À bien regarder ces différents traits, ces lieux expérimentaux offrent une
image bien plus riche que le seul prisme de l'innovation. Si l'on adjoint
une perspective plus sociopolitique, ils paraissent ainsi fournir un
possible réceptacle aux réflexions et aspirations d'un courant d'auteurs
qui avaient commencé, à partir des années 1960 et 1970, à compléter leur
critique du modèle industriel par une esquisse de voies alternatives  :
Murray Bookchin sur la possibilité d'une «  technologie libératrice  »,
Ivan Illich sur la «  convivialité  » des outils, Friedrich Schumacher sur
les «  technologies intermédiaires  », André Gorz sur la défense de la
sphère autonome, Ingmar Granstedt sur les outils «  autonomes  ».

C'est dans ce type de perspective et de filiation que fab labs et
makerspaces pourraient représenter une forme de projet également politique.
Au-delà de la rhétorique de l'innovation, ils semblent proposer une forme
de réappropriation des outils et des activités de production. Ces ateliers
visent des performances presque comparables aux équipements industriels,
mais en gardant un positionnement proche de l'artisanat, qui peut ainsi
être plus adapté aux désirs et besoins. Conçus de manière participative,
les projets paraissent pouvoir devenir plus facilement appropriables par
des populations plus ou moins proches. Sur ce principe, une série de
partenaires autour du Fab Lab Network et du Fab Lab Barcelona s'est par
exemple lancée dans la conception et la fabrication d'une petite maison
(Fab Lab House) capable d'utiliser les ressources de son environnement (le
soleil notamment) pour être auto-suffisante en énergie. Au Nicelab, «
laboratoire ouvert  » de Nice, est en projet un appareil de mesure de la
pollution atmosphérique intérieure.

L'organisation correspondante peut aussi prétendre porter et incarner un
modèle collaboratif capable d'agréger de manière non sélective des
contributions variées. De fait, l'analogie avec les coopératives ne
fonctionne pas complètement, dans la mesure où les participations peuvent
être plus fluides (ce qui peut d'ailleurs convenir à un certain esprit
individualiste de l'époque). Ces concepts séduisent d'ailleurs certaines
bibliothèques, celles qui ont une vision large des formes de connaissances
à partager, et qui trouvent dans l'extension à la culture technique une
manière de renouveler leur rôle de médiation.

Ces expérimentations ont même commencé à s'agréger dans un mouvement qui
ambitionne de s'étendre à une échelle mondiale. L'International Fab Lab
Association prétend aider à promouvoir, organiser et structurer la
communauté qui s'est développée. Si le nombre d'implantations augmente
notablement, une part de la population peut espérer accéder dans un
environnement proche à de nouvelles capacités de production. L'inspirateur
des fab labs, Neil Gershenfeld, a pu lui-même appuyer ce type de vision en
lui donnant une portée extensive : «  These labs form part of a larger
"maker movement" of high-tech do-it-yourselfers, who are democratizing
access to the modern means to make things  ».
------------------------------------------------
Tâche à réaliser: Relevez dans l'extrait sur les fab labs tous les auteurs présentés comme ayant esquissé des voies alternatives au modèle industriel à partir des années 1960 et 1970.

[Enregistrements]
------------------------------------------------
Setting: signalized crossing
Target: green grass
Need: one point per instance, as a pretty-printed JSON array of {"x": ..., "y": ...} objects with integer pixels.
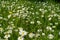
[{"x": 31, "y": 16}]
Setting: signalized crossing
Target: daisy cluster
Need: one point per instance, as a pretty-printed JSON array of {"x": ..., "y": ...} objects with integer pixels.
[{"x": 24, "y": 20}]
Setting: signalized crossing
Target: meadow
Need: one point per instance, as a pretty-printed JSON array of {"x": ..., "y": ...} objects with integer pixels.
[{"x": 26, "y": 20}]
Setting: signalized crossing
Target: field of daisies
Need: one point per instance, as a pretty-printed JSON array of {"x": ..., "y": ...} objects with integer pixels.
[{"x": 25, "y": 20}]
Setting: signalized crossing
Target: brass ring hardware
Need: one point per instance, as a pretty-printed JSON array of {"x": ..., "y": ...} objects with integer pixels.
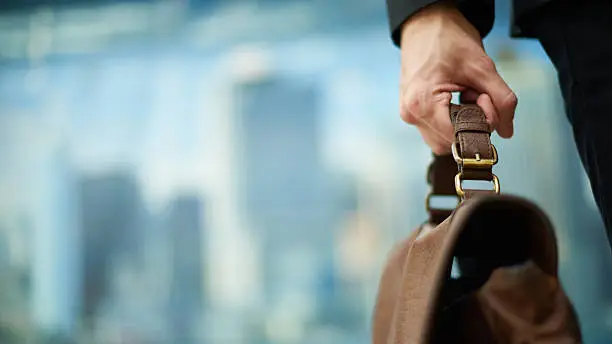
[
  {"x": 476, "y": 162},
  {"x": 461, "y": 192}
]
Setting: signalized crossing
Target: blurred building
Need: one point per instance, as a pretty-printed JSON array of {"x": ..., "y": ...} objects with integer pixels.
[
  {"x": 110, "y": 221},
  {"x": 56, "y": 277},
  {"x": 287, "y": 197},
  {"x": 184, "y": 225}
]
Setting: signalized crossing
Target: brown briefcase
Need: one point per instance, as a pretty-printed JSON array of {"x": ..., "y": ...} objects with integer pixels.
[{"x": 508, "y": 290}]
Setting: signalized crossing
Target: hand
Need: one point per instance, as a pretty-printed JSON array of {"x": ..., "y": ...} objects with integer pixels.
[{"x": 443, "y": 53}]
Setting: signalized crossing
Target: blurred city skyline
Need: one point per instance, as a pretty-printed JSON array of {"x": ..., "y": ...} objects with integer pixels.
[{"x": 207, "y": 171}]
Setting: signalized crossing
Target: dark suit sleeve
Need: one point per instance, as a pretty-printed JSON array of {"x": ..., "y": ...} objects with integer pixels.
[{"x": 480, "y": 13}]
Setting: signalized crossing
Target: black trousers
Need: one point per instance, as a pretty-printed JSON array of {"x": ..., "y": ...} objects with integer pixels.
[{"x": 578, "y": 41}]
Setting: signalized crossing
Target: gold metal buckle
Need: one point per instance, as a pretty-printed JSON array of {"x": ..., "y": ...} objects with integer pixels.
[
  {"x": 430, "y": 195},
  {"x": 461, "y": 192},
  {"x": 474, "y": 162}
]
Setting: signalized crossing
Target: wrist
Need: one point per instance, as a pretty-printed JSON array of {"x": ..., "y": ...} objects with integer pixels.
[{"x": 439, "y": 13}]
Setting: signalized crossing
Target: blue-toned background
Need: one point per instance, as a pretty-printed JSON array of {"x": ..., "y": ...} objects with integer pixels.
[{"x": 236, "y": 171}]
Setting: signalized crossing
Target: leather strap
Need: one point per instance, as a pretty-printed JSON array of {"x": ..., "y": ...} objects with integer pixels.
[
  {"x": 473, "y": 141},
  {"x": 440, "y": 177}
]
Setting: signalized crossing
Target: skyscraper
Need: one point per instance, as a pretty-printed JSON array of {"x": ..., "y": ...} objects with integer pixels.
[
  {"x": 286, "y": 192},
  {"x": 184, "y": 224},
  {"x": 110, "y": 221}
]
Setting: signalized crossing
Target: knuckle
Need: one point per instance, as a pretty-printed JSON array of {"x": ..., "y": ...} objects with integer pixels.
------------------------------------------------
Réponse attendue: Murray Bookchin, Ivan Illich, Friedrich Schumacher, André Gorz, Ingmar Granstedt